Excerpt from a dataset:
+ + +

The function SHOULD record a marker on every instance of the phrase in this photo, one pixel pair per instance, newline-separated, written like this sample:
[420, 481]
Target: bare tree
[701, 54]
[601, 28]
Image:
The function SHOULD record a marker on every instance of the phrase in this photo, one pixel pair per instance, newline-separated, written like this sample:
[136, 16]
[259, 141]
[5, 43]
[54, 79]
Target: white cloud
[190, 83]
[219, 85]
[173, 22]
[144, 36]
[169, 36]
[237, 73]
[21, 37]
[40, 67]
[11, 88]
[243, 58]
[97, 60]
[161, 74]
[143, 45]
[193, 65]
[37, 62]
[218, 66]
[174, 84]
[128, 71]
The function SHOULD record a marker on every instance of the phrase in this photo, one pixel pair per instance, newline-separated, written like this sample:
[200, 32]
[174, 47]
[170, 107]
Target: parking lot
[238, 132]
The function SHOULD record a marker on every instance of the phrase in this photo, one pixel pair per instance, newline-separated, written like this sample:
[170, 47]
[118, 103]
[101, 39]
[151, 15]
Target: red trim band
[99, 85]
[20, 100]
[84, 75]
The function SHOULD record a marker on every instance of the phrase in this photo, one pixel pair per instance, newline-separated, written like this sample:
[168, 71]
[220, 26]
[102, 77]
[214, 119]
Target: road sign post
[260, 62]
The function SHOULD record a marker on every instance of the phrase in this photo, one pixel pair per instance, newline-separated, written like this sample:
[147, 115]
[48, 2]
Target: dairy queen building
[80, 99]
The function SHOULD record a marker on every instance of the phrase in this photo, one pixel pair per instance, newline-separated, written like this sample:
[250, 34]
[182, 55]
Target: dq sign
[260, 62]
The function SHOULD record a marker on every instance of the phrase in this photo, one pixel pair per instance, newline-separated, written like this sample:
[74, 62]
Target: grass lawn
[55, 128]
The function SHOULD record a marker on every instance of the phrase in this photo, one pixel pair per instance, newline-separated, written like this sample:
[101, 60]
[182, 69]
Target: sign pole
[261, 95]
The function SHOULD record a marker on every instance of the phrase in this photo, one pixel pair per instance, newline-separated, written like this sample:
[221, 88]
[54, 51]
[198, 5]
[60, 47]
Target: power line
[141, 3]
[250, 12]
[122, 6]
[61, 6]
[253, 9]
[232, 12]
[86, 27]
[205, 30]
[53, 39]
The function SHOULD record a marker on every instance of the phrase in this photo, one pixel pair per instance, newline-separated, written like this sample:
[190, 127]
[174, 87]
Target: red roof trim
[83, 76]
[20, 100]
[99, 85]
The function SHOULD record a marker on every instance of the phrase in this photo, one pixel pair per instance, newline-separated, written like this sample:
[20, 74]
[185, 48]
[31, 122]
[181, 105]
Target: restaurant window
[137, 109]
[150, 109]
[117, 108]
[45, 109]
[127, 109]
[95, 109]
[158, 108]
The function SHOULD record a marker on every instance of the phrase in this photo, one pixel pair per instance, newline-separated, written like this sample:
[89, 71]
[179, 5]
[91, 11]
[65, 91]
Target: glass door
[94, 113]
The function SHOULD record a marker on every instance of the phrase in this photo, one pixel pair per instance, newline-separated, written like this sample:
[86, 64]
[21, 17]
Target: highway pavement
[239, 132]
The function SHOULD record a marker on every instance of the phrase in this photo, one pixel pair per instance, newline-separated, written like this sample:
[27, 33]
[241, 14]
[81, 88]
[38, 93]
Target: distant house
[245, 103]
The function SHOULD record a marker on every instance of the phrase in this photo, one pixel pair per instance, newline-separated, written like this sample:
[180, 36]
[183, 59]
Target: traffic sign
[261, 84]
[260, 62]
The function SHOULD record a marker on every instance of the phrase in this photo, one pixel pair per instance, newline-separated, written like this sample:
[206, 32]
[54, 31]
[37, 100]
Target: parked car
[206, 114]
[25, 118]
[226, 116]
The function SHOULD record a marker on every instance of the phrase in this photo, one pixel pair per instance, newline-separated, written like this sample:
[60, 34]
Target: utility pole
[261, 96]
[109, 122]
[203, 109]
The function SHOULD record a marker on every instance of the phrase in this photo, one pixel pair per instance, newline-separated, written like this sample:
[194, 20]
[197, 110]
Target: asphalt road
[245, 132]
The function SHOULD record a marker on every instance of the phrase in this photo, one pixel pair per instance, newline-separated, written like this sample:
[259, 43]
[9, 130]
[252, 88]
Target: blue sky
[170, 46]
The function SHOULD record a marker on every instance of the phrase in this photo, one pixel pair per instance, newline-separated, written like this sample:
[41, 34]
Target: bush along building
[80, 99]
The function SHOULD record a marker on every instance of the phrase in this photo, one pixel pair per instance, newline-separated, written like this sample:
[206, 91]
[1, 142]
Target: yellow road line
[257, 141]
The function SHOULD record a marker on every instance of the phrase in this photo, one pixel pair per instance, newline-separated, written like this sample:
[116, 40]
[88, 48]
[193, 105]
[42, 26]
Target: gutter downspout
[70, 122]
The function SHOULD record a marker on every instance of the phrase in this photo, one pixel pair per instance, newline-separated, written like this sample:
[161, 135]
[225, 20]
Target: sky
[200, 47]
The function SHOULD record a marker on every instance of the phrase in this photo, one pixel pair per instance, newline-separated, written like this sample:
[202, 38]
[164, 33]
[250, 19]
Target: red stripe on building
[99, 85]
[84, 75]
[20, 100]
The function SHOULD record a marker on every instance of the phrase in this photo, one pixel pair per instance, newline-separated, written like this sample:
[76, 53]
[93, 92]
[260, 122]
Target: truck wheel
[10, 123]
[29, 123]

+ + +

* Task objective *
Pick out every line in the entries above that contains the word "building", treating uppercase and lowercase as distinct, and copy each of those lines.

* Answer to the task *
Target: dairy queen building
Target: bush along building
Target: red stripe on building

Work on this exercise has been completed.